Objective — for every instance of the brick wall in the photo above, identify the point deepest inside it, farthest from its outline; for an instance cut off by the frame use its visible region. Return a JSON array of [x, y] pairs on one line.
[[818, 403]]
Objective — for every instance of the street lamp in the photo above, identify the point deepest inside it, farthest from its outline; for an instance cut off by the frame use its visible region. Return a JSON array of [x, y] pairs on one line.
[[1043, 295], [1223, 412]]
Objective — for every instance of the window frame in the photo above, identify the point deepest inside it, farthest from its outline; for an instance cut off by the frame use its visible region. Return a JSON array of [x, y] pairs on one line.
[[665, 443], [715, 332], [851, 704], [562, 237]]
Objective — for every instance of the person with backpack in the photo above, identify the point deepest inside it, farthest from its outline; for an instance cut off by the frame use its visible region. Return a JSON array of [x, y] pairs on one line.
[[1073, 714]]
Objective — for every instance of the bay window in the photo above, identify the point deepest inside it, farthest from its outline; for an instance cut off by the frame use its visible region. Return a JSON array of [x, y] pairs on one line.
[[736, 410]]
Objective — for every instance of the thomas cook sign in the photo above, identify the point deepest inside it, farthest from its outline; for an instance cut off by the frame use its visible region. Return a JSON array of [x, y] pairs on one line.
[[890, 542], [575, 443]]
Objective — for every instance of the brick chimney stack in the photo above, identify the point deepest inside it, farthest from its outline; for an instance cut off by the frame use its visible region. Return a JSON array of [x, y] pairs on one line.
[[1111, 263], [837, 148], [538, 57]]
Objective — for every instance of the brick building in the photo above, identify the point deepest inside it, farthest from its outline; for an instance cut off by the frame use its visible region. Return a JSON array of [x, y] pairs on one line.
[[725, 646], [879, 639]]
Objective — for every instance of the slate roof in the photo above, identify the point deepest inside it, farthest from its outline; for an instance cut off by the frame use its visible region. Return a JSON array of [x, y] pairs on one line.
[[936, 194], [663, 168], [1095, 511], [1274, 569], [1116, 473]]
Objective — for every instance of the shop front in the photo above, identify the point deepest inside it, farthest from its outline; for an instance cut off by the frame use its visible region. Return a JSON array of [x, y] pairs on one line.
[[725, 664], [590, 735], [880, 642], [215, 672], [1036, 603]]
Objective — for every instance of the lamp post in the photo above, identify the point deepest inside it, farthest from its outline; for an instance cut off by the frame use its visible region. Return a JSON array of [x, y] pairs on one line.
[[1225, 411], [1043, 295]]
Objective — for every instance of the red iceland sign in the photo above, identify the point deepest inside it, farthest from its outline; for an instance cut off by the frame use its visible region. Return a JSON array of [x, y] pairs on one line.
|---|
§ **EXERCISE**
Each record above should be retyped in full, exactly as shown.

§ **TASK OUTPUT**
Objective — for every instance of the brick wall in the photo above, identify the point deepest inside it, farthest from its outline; for an instance cut off by the frame use its visible region. Return a JSON array of [x, y] pairs on one line.
[[818, 403]]
Objective — for every instance of the street lamp in the photo above, identify the point deepest inside it, farthest from its outline; for an instance cut off by the frame use its visible region. Return a JSON array of [x, y] pairs on one line.
[[1043, 295], [1223, 412]]
Objective — for every instance of the window frame in the photo above, identify the point deepest inside it, farthest from its outline; for an instance cut off by the frame use its visible region. Return a JSON array of [x, y] pairs on one line.
[[665, 443], [715, 332], [851, 704], [562, 237]]
Objective — for every instance of the person with backpack in the photo above, identify the point deepest inside it, farthest from its outline; for an instance cut off by the frame use its visible region. Return a JSON array of [x, y] pairs on one line.
[[1073, 714]]
Objective — for every instance of the bay window in the photo above, identify the point deepest inside it, farthest from its outline; for an instance cut off by the frame use its visible region. Return a JSON array of [x, y] pairs on one line.
[[736, 410]]
Objective — for every instance of the thomas cook sign in the photo above, identify the point deepest inside it, farthest from its outline; for an instance cut off by the frame use its visible region. Return a JSON array of [x, y] pairs on one line.
[[890, 542], [575, 443]]
Objective — for every instance of the brick chimney stack in the photo above, identify the point deepest inside it, farthest from its outline; for an instance cut off by the frame use its visible region. Return a JSON array of [x, y] pairs on one line.
[[1111, 263], [837, 148], [538, 57]]
Objective — for every instance of the brick building in the photo above, identify the point deepest inside it, farthest from its outline; for an instance cut off by the frame use its visible region. Return a JSON array of [x, y] pairs on one line.
[[725, 646], [879, 639]]
Objective — for every instance of the slate roof in the photo above, identify the point deepest inside it, farthest from its outline; for an instance cut off by the frame use its visible region. Return a JSON array of [x, y] pairs on one line.
[[936, 194], [663, 168], [1095, 511], [1274, 569], [1116, 473]]
Objective — for every instance of the shop front in the photo above, identify the point deepest inside it, farthest from its outline; for an instance cut off by the frame use its visible region. Return a JSON array of [x, y] pairs on one line.
[[725, 664], [590, 735], [880, 642], [215, 672], [1036, 603]]
Objective — for every instance of the lamp post in the photo above, identify the point deepest inside it, farthest from its outline; for an instance cut off by the frame use its visible region. Return a JSON array of [x, y] pairs on one line.
[[1225, 411], [1043, 295]]
Objective — for every instance of the red iceland sign in the photo above, identify the point deepest inside it, farthest from its outline; for an instance cut off by the frame use its visible region. Return a JSON array of [x, y] pairs on one line.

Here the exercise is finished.